### Exercise requirements
Transcribe the records below exactly as they appear.

### Provided information
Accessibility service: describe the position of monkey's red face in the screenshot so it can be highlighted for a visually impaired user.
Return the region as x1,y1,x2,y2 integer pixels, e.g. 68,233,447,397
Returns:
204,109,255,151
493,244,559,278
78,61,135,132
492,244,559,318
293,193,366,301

### Completed exercise
Accessibility service: describe the position of monkey's red face in the screenshot so it can be highlighted for a visually impaired user.
Return the region as x1,y1,x2,y2 integer pixels, e.g. 68,233,447,397
Returns:
204,109,255,151
493,244,559,278
78,61,135,132
492,244,559,318
293,193,366,301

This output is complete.